Setting aside the issue of whether testimony can ever be incredulous "as a matter of law," the jury was free to accept or reject the testimony and to assess the credibility of all the witnesses, including Ms. Tanner. Moreover, as the Government correctly notes, the portion of Ms. Tanner's testimony with which Defendant BJ Thomas takes issue is, at best, tangential to the issue of whether Defendant BJ Thomas was guilty of the crimes charged in Counts 13, 14 and 15 of the Second Superceding Indictment. Furthermore, Defendant BJ Thomas has not pointed to anything in the record to indicate that there are "extraordinary" circumstances that warrant the Court's intrusion upon the jury's credibility assessments. Nor has Defendant BJ Thomas pointed to anything in the record to even suggest, let alone convince, the Court that an innocent person may have been found guilty.
The Court notes, as the Government did, that Defendant BJ Thomas does not specify what portion of Mr. Carberry's testimony was incredulous "as a matter of law."
Count 13 of the Second Superceding Indictment charges, in pertinent part, that
2. In or about October through December 2002, the exact date being unknown to the grand jury, in the Northern District of New York, the defendants, GREGORY THOMAS and GERALD THOMAS, Jr., a/k/a BJ, knowingly and intentionally combined, conspired, confederated and agreed together and with each other, and with other persons known and unknown to the grand jury to unlawfully obstruct, delay and affect commerce as that term is defined in Title 18, United States Code, Section 1951, and the movement of articles and commodities in such commerce, by extortion, in that the defendants, GREGORY THOMAS and GERALD THOMAS, Jr., a/k/a BJ, did conspire to obtain the property of Marilyn Tanner with her consent having been induced by the wrongful use of actual and threatened force, violence and fear, including fear of economic harm.
In violation of Title 18, United States Code, Section 1951. Count 14 of the Second Superceding Indictment charges, in pertinent part, that
2. In or about December 2002, the exact date being unknown to the grand jury, in the Northern District of New York, the defendants, GREGORY THOMAS and GERALD THOMAS, Jr., a/k/a BJ did unlawfully obstruct, delay and affect commerce as that term is defined in Title 18, United States Code, Section 1951, and the movement of articles and commodities in such commerce, by extortion, in that the defendants, GREGORY THOMAS and GERALD THOMAS, Jr., a/k/a BJ, did obtain and attempt to obtain the property of Marilyn Tanner with her consent having been induced by the wrongful use of actual and threatened force, violence and fear, including fear of economic harm, in that the defendants did demand payment of $10,000 by means of armed threats, including threats to the safety of Tanner's family and threat of economic harm to the continued operation of Tanner's business.

> Stored data
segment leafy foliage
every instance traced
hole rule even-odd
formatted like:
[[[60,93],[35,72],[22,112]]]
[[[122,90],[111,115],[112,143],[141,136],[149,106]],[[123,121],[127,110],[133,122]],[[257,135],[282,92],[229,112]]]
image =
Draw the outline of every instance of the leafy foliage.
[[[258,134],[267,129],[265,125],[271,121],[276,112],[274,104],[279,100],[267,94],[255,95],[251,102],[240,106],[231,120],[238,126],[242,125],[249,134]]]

> Stated problem 1
Convert the listing into a Markdown table with the columns Row and Line, giving each line of the listing its own numbered row and leaving out any blank lines.
> Stated problem 2
Continue the court opinion on the Thomas extortion charges, starting after its last sentence.

> Final result 1
| Row | Line |
|---|---|
| 1 | segment leafy foliage |
| 2 | every instance traced |
| 3 | hole rule even-odd |
| 4 | formatted like: |
| 5 | [[[60,93],[35,72],[22,112]]] |
| 6 | [[[122,90],[111,115],[112,143],[141,136],[149,106]],[[123,121],[127,110],[133,122]],[[257,135],[282,92],[229,112]]] |
| 7 | image = |
| 8 | Draw the outline of every instance of the leafy foliage. |
| 9 | [[[258,134],[267,129],[265,125],[271,121],[276,112],[274,104],[279,100],[267,94],[255,95],[251,102],[240,106],[231,120],[238,126],[242,125],[249,134]]] |

> Final result 2
In violation of Title 18, United States Code, Section 1951. Count 15 of the Second Superceding Indictment charges that
In or about December 2002, the exact date being unknwon to the grand jury, at the residence of Gerald Thomas, Jr., a/k/a BJ, in Troy, in the Northern District of New York, the defendants, GREGORY THOMAS and GERALD THOMAS, JR., a/k/a BJ, aiding and abetting each other, knowingly used, carried and brandished firearms, to wit: a .45 caliber handgun and a Glock 9 mm handgun, during and in relation to a crime of violence for which they may be prosecuted in a court of the United States, namely extortion contrary to Title 18, United States Code, Section 1951, as charged in Count Fourteen of this indictment. In violation of Title 18, United States Code, Sections 924(c)(1) and 2.See Dkt. No. 121, Second Superceding Indictment, at Counts 13, 14 and 15.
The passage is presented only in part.